## Prompt 1
Count the lines of the records that contain the word "every", and reply with the number only.

## Supplied passage
****************************************

This might be a great question to ask on the Azure forums: http://social.msdn.microsoft.com/Forums/en-US/ssdsgetstarted/threads

That said, in regards do SQLAzureMW the first part of the program just creates databases, tables, stored procedures ... etc. That in and of itself is pretty fast. The problem comes in when doing inserts, updates, reads, and deletes. In the case of SQLAzureMW, I am using BCP and it is about the fastest way to upload data. What else I do is kick off parallel BCP threads to upload data. Inside of SQLAzureMW.exe.config file, you can set the man number of parallel threads for the upload process. This is how I get most of my speed. The default is 8 threads. Note that I have uploaded some large databases and it has taken many days to upload tables with several hundred million records.

Part of the problem is getting large amounts of data from on-premise database to a Azure data center. One thing that you can do here is compress your data, upload it to a IaaS VM (that has SQL Server 2008 R2 SP1 or greater) and then run SQLAzureMW on that VM to upload data to SQL Database. Note, just because you do the import process from IaaS VM in the same datacenter as your SQL Database does not mean that you won't be throttled. You will still be throttled so it is very important that you have retry logic built into your code.

****************************************

## Prompt 2
Condense the paragraph of the forum reply that begins "Part of the problem is getting" into a short bulleted list that keeps its main facts.

****************************************

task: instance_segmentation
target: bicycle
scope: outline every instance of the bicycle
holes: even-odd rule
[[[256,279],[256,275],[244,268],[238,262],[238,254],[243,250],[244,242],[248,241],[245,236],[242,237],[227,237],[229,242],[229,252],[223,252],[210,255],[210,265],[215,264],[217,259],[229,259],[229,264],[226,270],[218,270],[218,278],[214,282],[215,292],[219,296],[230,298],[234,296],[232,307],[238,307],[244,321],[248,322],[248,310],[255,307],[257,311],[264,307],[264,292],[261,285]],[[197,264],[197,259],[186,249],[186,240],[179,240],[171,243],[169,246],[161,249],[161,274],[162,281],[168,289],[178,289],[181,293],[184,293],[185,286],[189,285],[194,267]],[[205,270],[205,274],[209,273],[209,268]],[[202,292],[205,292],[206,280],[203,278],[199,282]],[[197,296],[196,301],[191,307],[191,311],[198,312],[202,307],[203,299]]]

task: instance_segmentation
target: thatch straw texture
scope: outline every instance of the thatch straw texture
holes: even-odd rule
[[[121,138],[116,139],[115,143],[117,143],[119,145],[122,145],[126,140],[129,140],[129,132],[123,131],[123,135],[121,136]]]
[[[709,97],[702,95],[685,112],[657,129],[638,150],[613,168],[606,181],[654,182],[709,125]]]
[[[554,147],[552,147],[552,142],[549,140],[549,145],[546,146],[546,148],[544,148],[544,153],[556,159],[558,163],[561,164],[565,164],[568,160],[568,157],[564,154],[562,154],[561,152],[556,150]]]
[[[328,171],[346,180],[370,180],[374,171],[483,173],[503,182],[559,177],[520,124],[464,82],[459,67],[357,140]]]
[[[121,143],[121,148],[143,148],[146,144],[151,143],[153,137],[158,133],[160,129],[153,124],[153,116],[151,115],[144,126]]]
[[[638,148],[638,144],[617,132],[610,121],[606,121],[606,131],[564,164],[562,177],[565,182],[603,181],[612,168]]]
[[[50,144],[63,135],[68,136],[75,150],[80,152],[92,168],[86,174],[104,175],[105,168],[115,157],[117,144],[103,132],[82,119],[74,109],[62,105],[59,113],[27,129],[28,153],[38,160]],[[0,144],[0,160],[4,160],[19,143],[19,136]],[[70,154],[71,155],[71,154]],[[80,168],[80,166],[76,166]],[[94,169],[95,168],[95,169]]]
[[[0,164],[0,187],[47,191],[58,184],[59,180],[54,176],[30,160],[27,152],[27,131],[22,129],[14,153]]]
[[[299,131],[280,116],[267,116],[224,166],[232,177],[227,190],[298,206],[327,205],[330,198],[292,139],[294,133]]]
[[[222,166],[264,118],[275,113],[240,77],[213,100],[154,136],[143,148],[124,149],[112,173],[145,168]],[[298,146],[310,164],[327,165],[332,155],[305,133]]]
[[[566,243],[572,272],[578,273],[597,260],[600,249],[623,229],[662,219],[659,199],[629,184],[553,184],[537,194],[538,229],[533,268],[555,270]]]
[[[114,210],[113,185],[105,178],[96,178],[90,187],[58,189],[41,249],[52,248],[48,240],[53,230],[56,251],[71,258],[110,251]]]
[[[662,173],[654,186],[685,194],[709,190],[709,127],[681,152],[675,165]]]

****************************************

## Finished answer 1
2

## Finished answer 2
- Moving large amounts of data from an on-premise database to an Azure data center is part of the problem.
- One option is to compress the data, upload it to an IaaS VM with SQL Server 2008 R2 SP1 or greater, and run SQLAzureMW on that VM to upload the data to SQL Database.
- Importing from an IaaS VM in the same datacenter as the SQL Database does not prevent throttling.
- Because throttling still happens, it is very important to build retry logic into the code.